## Brano citato:
Baci, Sospiri e voluttà: i dolci di San Valentino della tradizione italiana

 

In Italia non esistono dolci tipici associati alla ricorrenza di San Valentino, ma sono molti i prodotti di pasticceria che, in un modo o nell’altro, rimandano all’amore. A volte solo per il nome, o grazie a un aspetto che rievoca i simboli della voluttà. Questi dolci, preparati dal Nord al Sud dello Stivale, sono sempre stati reputati un regalo perfetto per dichiararsi alla persona amata. Per risalire alle loro origini, bisogna andare a ritroso nel tempo: la data di nascita di alcuni di essi si colloca nientemeno che tra il XV e il XVI secolo. Andiamo subito a scoprire i più rappresentativi.

## Record forniti:
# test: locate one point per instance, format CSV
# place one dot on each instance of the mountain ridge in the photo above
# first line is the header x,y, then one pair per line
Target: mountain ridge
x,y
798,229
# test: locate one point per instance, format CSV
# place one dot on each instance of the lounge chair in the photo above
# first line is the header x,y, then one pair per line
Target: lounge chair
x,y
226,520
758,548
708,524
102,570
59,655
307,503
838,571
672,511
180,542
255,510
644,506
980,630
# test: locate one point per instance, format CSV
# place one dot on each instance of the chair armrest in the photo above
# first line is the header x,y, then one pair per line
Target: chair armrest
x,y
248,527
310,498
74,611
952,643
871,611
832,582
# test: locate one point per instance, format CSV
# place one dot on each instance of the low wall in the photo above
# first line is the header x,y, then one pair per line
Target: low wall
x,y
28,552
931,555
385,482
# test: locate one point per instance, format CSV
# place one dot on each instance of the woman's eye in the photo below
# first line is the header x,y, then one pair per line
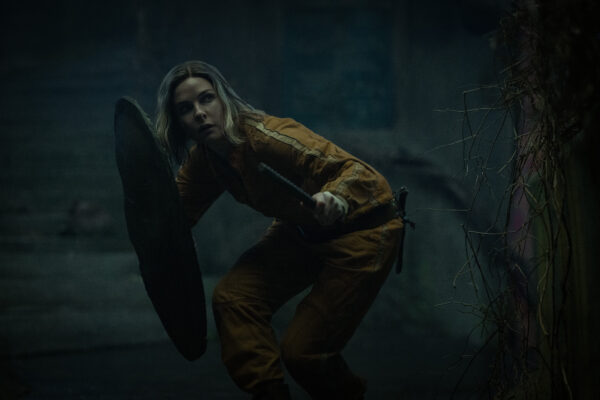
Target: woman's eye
x,y
183,109
207,98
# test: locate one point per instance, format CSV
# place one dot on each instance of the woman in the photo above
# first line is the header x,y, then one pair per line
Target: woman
x,y
344,247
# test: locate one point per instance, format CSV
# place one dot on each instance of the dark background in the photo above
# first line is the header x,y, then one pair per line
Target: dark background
x,y
382,79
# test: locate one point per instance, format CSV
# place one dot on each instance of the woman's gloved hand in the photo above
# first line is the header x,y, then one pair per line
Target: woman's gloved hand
x,y
329,208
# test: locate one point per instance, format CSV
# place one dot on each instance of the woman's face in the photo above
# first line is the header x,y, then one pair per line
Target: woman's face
x,y
198,109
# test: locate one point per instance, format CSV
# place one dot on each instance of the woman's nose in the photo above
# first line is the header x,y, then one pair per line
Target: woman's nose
x,y
199,113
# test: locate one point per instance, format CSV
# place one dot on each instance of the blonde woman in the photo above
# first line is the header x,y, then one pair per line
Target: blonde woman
x,y
344,247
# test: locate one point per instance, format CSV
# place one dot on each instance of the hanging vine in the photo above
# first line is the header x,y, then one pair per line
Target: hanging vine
x,y
550,89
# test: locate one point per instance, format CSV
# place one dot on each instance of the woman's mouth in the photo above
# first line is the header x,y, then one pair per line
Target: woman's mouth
x,y
205,128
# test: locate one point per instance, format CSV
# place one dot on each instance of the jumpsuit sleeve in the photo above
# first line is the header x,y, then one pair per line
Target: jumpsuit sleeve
x,y
198,190
291,146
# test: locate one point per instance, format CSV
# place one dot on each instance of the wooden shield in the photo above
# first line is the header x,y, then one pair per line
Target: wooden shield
x,y
158,231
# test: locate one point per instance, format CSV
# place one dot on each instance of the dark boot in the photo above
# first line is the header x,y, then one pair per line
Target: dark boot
x,y
273,391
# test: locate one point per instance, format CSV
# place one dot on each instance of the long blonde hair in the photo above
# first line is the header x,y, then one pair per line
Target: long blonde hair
x,y
235,109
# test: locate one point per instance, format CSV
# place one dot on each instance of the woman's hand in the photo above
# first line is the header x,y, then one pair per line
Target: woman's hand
x,y
329,208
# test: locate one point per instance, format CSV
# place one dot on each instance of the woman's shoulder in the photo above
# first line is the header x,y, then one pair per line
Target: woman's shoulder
x,y
270,126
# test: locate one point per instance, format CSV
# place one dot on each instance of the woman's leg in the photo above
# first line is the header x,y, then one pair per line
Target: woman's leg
x,y
354,269
264,277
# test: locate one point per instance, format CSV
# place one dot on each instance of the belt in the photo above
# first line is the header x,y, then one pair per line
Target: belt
x,y
374,218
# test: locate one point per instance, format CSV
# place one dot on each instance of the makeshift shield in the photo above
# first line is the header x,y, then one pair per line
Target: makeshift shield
x,y
158,231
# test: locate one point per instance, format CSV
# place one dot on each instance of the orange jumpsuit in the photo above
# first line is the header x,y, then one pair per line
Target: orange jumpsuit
x,y
346,271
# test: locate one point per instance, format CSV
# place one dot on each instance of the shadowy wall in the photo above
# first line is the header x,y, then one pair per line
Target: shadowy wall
x,y
383,79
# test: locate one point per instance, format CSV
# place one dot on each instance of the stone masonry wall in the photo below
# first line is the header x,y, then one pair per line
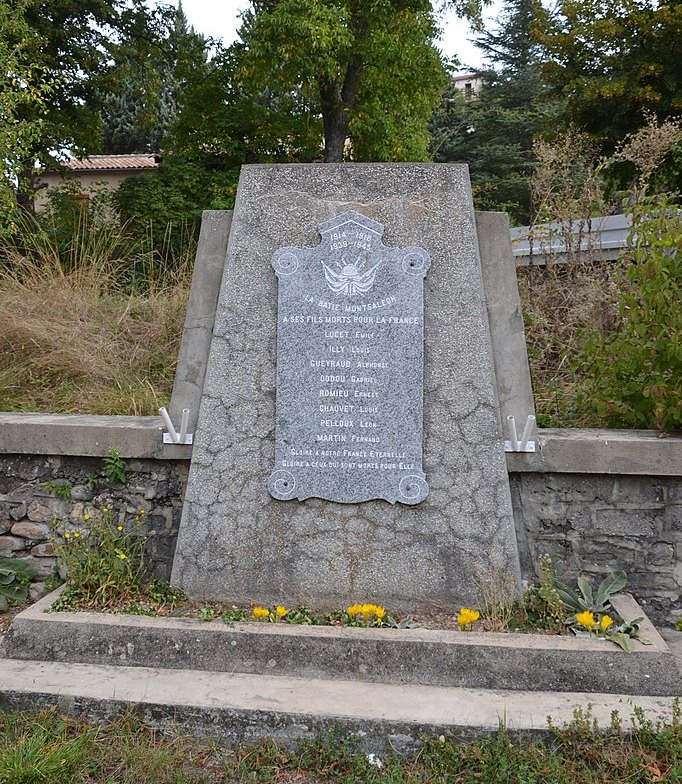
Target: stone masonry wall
x,y
27,508
589,523
595,524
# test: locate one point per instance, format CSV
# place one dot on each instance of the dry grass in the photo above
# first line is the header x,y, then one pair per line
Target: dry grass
x,y
77,337
558,302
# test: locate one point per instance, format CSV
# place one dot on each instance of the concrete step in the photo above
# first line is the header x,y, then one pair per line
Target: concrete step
x,y
238,707
415,656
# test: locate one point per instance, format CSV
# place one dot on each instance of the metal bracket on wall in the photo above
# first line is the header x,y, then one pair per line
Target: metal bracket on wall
x,y
172,436
523,444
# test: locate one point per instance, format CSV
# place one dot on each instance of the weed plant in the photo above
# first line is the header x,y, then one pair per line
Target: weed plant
x,y
49,747
103,560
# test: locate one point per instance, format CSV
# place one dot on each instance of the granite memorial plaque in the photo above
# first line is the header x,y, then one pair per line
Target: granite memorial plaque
x,y
261,401
350,345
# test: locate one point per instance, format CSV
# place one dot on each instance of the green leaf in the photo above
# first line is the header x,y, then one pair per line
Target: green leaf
x,y
569,598
612,583
586,590
623,641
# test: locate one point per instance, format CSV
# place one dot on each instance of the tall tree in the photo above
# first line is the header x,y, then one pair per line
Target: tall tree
x,y
147,80
493,131
68,44
368,67
24,100
613,59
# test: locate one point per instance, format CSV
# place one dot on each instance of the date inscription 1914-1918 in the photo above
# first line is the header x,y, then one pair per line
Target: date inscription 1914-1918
x,y
350,346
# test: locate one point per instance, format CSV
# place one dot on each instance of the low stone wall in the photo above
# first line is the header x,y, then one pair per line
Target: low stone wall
x,y
594,524
596,501
27,508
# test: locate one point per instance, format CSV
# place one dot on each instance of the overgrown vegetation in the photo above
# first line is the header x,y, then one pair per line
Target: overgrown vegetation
x,y
604,338
91,316
51,747
15,578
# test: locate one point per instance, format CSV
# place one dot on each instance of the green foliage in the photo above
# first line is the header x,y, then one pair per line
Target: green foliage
x,y
114,466
586,598
169,203
147,81
45,749
25,92
493,132
15,578
542,602
611,61
634,371
127,749
102,560
369,68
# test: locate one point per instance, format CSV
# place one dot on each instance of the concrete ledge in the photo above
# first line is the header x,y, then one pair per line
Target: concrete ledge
x,y
418,656
86,436
627,452
594,451
239,708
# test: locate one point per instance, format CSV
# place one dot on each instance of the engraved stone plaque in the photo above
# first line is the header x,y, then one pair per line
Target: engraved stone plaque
x,y
350,344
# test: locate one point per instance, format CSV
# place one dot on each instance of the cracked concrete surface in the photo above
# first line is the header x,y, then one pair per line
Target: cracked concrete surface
x,y
238,543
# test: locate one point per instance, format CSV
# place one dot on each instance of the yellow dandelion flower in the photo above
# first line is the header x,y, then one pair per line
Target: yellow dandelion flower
x,y
466,617
586,619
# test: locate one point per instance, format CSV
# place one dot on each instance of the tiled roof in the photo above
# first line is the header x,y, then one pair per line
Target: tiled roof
x,y
112,163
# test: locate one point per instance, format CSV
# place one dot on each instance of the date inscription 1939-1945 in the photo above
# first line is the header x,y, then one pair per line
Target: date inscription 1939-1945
x,y
350,345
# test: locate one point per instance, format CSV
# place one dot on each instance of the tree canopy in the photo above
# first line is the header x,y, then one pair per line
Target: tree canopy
x,y
493,131
613,59
367,67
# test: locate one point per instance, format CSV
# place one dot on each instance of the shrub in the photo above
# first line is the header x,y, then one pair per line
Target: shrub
x,y
634,371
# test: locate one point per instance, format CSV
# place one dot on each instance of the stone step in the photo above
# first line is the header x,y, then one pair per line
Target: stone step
x,y
238,707
415,656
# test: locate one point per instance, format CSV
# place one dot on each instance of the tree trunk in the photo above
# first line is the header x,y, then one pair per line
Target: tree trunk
x,y
337,103
334,121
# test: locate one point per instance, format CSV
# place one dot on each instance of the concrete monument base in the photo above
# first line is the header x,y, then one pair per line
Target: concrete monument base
x,y
236,540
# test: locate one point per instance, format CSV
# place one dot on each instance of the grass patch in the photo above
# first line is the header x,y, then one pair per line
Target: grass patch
x,y
50,747
559,302
94,328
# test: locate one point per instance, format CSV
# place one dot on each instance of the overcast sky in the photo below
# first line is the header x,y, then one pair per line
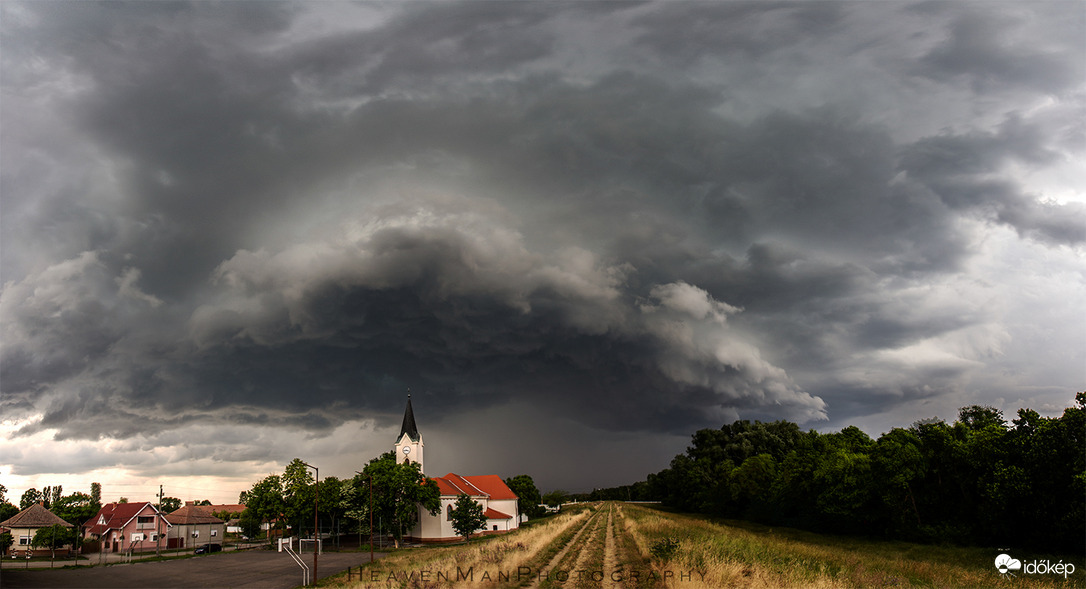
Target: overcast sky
x,y
577,232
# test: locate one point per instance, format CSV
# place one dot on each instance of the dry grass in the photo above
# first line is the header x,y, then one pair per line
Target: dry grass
x,y
718,554
710,554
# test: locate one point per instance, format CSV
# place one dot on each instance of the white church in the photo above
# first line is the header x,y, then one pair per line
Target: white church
x,y
499,502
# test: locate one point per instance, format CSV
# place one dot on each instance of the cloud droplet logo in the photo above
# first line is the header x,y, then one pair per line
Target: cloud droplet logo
x,y
1005,564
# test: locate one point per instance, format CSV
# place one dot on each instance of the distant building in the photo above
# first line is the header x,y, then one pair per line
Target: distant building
x,y
499,502
193,526
121,527
25,524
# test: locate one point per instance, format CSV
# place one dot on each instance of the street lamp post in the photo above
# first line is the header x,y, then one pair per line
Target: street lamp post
x,y
316,528
370,515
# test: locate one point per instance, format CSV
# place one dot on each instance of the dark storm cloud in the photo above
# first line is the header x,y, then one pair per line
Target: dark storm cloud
x,y
990,51
262,222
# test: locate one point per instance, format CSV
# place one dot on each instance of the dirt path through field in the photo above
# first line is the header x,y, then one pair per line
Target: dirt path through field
x,y
552,565
610,558
584,568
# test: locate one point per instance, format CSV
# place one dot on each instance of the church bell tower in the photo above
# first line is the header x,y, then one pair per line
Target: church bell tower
x,y
409,442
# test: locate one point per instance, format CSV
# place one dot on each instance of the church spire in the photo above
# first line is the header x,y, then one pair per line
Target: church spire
x,y
409,443
408,426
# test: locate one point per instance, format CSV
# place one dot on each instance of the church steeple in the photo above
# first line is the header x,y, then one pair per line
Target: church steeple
x,y
409,426
409,442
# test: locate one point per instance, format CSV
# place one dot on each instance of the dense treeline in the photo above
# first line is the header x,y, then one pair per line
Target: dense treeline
x,y
979,480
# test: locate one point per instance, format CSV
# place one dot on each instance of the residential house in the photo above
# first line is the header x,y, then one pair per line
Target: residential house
x,y
497,501
133,527
193,526
25,524
230,512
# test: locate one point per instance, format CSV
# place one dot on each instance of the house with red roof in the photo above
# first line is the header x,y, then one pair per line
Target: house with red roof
x,y
123,527
497,501
194,525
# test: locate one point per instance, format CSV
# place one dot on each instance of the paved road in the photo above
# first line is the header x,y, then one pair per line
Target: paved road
x,y
254,568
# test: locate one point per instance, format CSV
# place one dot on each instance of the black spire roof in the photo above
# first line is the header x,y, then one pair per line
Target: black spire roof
x,y
409,426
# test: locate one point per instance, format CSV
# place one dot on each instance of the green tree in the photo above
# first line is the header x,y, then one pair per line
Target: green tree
x,y
250,523
467,516
96,494
5,541
298,494
53,537
75,509
528,494
265,500
399,492
169,504
30,497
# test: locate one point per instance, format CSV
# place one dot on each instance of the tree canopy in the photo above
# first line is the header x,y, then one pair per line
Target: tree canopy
x,y
976,480
467,516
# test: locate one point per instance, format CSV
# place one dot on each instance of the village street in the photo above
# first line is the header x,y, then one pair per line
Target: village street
x,y
255,568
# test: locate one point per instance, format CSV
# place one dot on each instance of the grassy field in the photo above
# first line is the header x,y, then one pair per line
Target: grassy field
x,y
633,547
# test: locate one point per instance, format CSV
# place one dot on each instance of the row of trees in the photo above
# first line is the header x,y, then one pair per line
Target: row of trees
x,y
398,490
977,480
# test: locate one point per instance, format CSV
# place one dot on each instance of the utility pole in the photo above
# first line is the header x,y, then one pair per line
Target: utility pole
x,y
158,536
316,528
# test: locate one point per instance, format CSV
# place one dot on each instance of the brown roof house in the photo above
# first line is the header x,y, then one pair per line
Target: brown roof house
x,y
134,527
24,524
194,525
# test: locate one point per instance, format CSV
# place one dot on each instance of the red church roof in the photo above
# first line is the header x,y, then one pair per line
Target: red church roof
x,y
491,486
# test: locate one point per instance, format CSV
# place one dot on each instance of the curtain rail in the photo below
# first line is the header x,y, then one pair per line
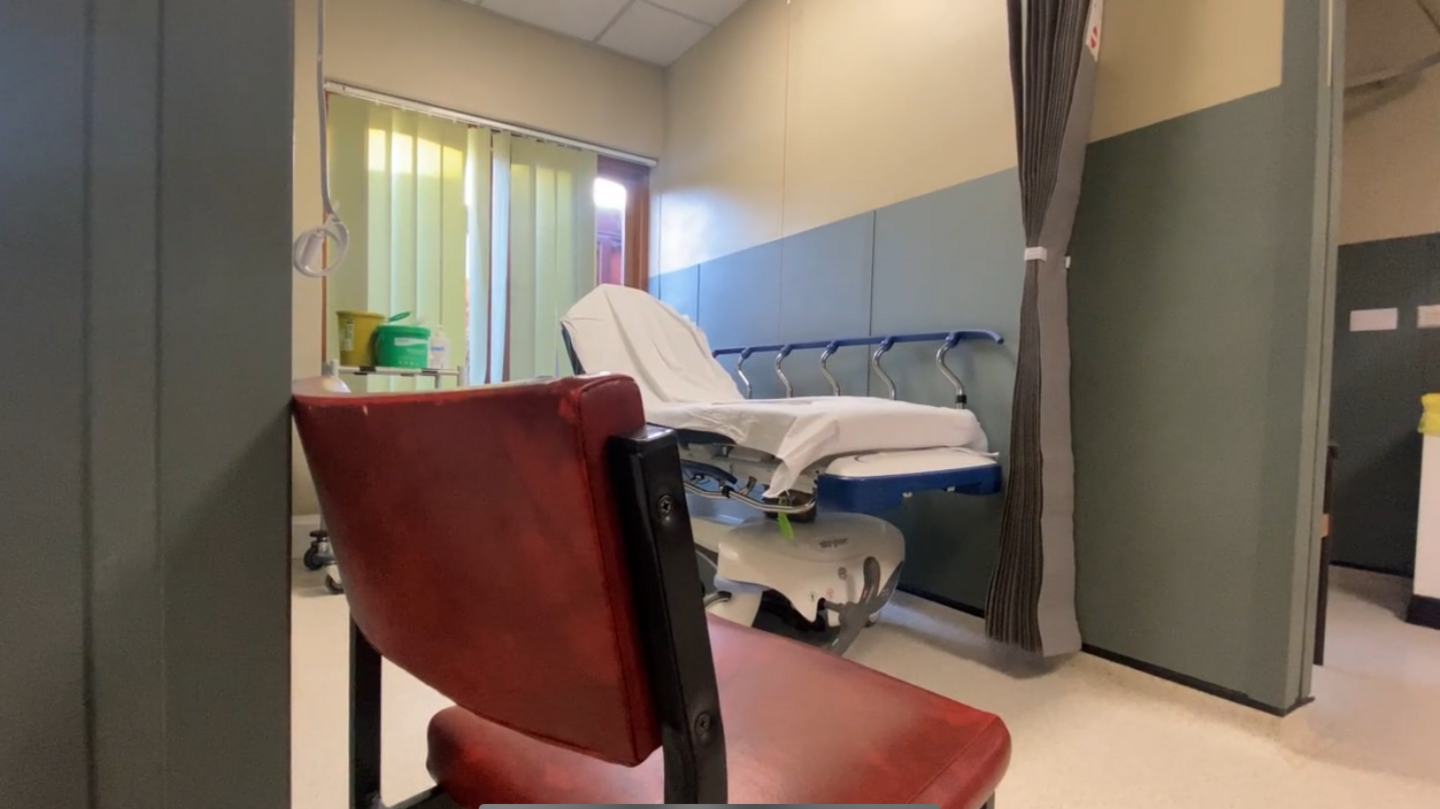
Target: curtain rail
x,y
376,97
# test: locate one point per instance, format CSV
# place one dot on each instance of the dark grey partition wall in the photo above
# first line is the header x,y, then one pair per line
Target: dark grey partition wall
x,y
1201,295
942,261
1378,380
144,238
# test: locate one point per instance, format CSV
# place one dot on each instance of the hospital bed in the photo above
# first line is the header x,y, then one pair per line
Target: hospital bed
x,y
812,475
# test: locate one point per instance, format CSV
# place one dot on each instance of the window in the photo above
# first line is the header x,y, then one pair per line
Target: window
x,y
484,235
609,231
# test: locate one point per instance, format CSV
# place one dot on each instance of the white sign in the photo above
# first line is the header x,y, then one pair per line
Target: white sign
x,y
1093,28
1374,320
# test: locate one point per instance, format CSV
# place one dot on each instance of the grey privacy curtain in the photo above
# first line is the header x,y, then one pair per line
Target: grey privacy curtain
x,y
1053,48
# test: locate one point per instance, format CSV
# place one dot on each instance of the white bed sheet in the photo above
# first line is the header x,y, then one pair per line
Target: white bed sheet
x,y
631,333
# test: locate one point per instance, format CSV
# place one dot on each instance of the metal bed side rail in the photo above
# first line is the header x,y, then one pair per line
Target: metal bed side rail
x,y
882,343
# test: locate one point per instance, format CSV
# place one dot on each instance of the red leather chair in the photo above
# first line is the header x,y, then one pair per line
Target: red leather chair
x,y
526,552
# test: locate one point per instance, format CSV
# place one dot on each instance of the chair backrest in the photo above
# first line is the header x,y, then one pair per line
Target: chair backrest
x,y
628,331
480,541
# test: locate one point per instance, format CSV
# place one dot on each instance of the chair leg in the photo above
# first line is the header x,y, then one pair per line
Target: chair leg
x,y
432,799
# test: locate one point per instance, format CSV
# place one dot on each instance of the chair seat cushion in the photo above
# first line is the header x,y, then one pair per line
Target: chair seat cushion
x,y
801,727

## Obiettivo 1:
Conti le righe dei record che contengono la parola "village", tenendo conto di maiuscole e minuscole, e indichi soltanto il numero ottenuto.
## Obiettivo 2:
Scriva il seguito del brano sui dolci di San Valentino della tradizione italiana, riprendendo subito dopo la sua ultima frase.

## Risposta 1:
2

## Risposta 2:
I Baci di Dama

 

Sono originari di Tortona, in provincia di Alessandria, dove vennero preparati per la prima volta nel XIX secolo. Hanno un nome romantico di cui non si conosce la storia; quel che è certo, è che possono essere considerati una vera e propria eccellenza pasticcera. La loro forma sferica e la farcitura al cioccolato li rendono inconfondibili. Prepararli è molto semplice. La ricetta dei Baci di Dama  include ingredienti come il burro, lo zucchero, le nocciole, la farina e il cioccolato fondente.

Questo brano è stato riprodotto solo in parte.